From the passage on Stockdale's photo book below, extract the portion starting with "The question for" and going on through "journey towards resolution.", copied word for word.

_Selected excerpt_

------------------------------------------------------------

The question for Stockdale becomes how to compel viewers of The Flow of Light Brushes the Shadow to relate and or appreciate his efforts at untangling the mystery of his anxiety. It is no overstatement to suggest that everyone feels anxiety from time to time with varying levels of intensity and varying triggers responsible. The answer begins with the title itself–The Flow of Light Brushes the Shadow is enigmatic, poetic and hinting at what lies beyond the frosted vellum clad cover of the title page. Printed in yellow on a gray field with a pamphlet stitch holding together the pages therein in evidence. It reveals the modesty of the physical construct of Stockdale’s project but evinces the care and dedication to crafting a handmade book. With that, Stockdale extends an invitation for one to turn the page and join him in a photographic journey towards resolution. 

The first image sharing the two-page spread with the interior title page depicts an individual–not quite a silhouette- (we infer it’s Stockdale) walking away from us down a hallway of a hotel. Bare walls with only the cast of light creating repeating patterns of light and shadow-symmetrical in a non-welcoming way. An initializing image–an equivalent of the book’s title perhaps. The first full image-as it crosses the gutter almost a full bleed of two pages, is where the real action begins in earnest. If a singular image could encapsulate the idea of travel related anxiety, it’s this one. A muted ochre color palette paints the environment of the airport terminal as if straight out of a late 19th century impressionist painting, only lacking in romanticist appeal. Stockdale employs a slow shutter speed and an out of focus view to create a scene of hyper kinetic activity. Again, placed at the center where the pages meet-providing a focal point-a figure– back facing us as he walks away carry-on luggage in tow. Although meant to evoke anxiety, it has its own aesthetic appeal, Stockdale is able to exploit the beauty the medium offers.

------------------------------------------------------------

_Dataset section_
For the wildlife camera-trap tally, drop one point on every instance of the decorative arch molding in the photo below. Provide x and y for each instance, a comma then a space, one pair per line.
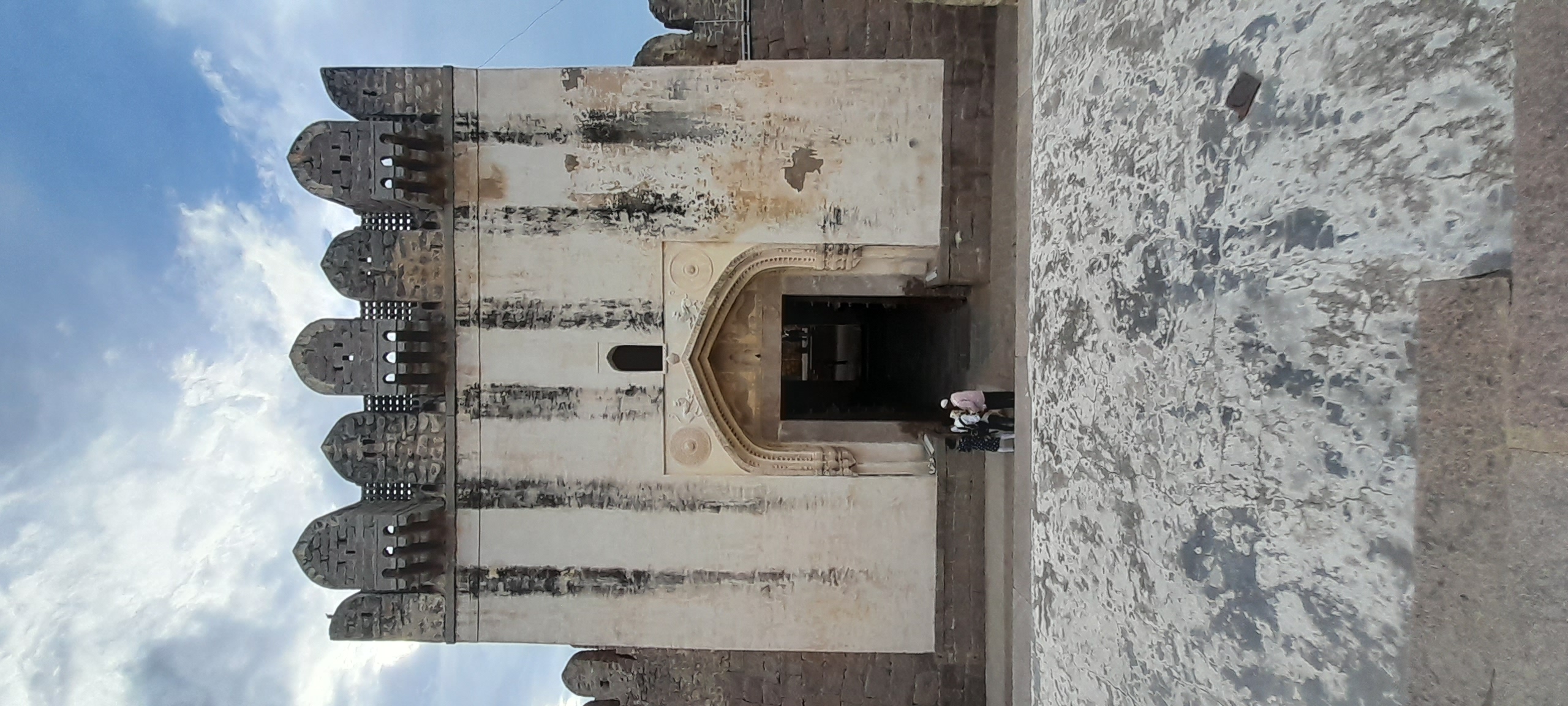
755, 457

------------------------------------------------------------

_Response to the task_
The question for Stockdale becomes how to compel viewers of The Flow of Light Brushes the Shadow to relate and or appreciate his efforts at untangling the mystery of his anxiety. It is no overstatement to suggest that everyone feels anxiety from time to time with varying levels of intensity and varying triggers responsible. The answer begins with the title itself–The Flow of Light Brushes the Shadow is enigmatic, poetic and hinting at what lies beyond the frosted vellum clad cover of the title page. Printed in yellow on a gray field with a pamphlet stitch holding together the pages therein in evidence. It reveals the modesty of the physical construct of Stockdale’s project but evinces the care and dedication to crafting a handmade book. With that, Stockdale extends an invitation for one to turn the page and join him in a photographic journey towards resolution.